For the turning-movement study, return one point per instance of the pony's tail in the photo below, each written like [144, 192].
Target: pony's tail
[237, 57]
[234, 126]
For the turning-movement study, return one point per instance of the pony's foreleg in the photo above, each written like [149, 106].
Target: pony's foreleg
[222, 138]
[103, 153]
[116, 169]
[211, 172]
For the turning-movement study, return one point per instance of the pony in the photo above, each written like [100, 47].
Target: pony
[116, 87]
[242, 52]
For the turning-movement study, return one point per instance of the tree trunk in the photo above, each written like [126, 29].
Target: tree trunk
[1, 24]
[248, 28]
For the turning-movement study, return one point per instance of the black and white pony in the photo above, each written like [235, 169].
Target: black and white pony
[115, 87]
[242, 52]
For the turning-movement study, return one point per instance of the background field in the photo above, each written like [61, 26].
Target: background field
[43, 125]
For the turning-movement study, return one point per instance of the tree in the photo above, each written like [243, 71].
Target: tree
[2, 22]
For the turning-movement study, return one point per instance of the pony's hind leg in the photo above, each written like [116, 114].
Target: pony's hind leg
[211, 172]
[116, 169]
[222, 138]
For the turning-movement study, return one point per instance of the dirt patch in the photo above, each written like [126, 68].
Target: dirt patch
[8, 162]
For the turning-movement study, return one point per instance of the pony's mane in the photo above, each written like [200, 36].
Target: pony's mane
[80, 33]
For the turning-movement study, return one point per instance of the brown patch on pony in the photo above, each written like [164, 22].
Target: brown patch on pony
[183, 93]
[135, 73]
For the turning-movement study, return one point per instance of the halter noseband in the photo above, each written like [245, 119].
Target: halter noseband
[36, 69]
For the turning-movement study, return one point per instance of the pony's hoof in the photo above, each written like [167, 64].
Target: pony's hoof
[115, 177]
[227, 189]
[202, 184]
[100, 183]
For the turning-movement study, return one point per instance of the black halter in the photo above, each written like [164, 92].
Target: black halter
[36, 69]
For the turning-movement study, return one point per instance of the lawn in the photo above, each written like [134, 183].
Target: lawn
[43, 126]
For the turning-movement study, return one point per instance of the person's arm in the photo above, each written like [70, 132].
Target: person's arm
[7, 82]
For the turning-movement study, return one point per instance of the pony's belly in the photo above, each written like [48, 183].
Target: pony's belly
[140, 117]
※ ※ ※
_Exercise prompt_
Transcribe all lines as written.

_Response to the exercise_
For the turning-movement study, return one point per instance of the pony's tail in the photo below, each written like [144, 192].
Target: pony's tail
[237, 57]
[234, 126]
For the turning-movement study, return one point per instance of the pony's foreleg in the photo above, each written like [149, 106].
Target: pony's foreleg
[222, 138]
[103, 153]
[116, 169]
[211, 172]
For the turning-movement study, return one point per instance of the pony in the photo above, each written like [100, 47].
Target: pony
[116, 87]
[242, 52]
For the turning-movement study, return one point per instance of the tree trunk in the photo above, each written like [126, 29].
Target: tree trunk
[1, 24]
[248, 28]
For the turning-movement study, return one point per instance of the black and white pony in the photo above, each written like [235, 169].
Target: black and white pony
[115, 87]
[242, 52]
For the turning-movement study, return one point per instance of the background field in the photo above, each written like [61, 26].
Target: background field
[43, 125]
For the turning-movement study, return one point per instance of the tree in the photo above, each written like [243, 71].
Target: tree
[2, 22]
For the turning-movement study, return one point per instance of the pony's hind leg in the photo above, each written like [116, 114].
Target: pony's hind leg
[211, 172]
[116, 169]
[222, 138]
For the turning-movement study, return one point per instance of the dirt patch in the photo above, each written like [126, 68].
Target: dirt patch
[8, 162]
For the turning-movement study, return one point per instance of the pony's mane in the photo above, each written like [200, 36].
Target: pony's mane
[80, 33]
For the turning-movement study, return one point per instance of the brown patch on pony in the photo above, each written like [164, 22].
Target: brown patch on pony
[183, 93]
[135, 73]
For the turning-movement study, return one point per instance of the halter noseband in the photo above, each written like [245, 119].
Target: halter noseband
[36, 69]
For the turning-movement study, return one point per instance of the pony's hoof in the photo above, each written like [167, 64].
Target: pony's hoof
[115, 177]
[227, 189]
[202, 184]
[100, 183]
For the turning-movement study, return one point per instance of the black halter in the photo above, each written like [164, 92].
Target: black halter
[36, 69]
For the turning-movement study, return one point per instance of the lawn in the photo above, each written like [134, 183].
Target: lawn
[43, 126]
For the turning-movement study, return one point per instance of the person's arm in the photo above, each written like [70, 132].
Target: person's arm
[7, 82]
For the turning-movement study, return one point per instance of the pony's belly in the photo above, each written like [48, 183].
Target: pony's belly
[140, 117]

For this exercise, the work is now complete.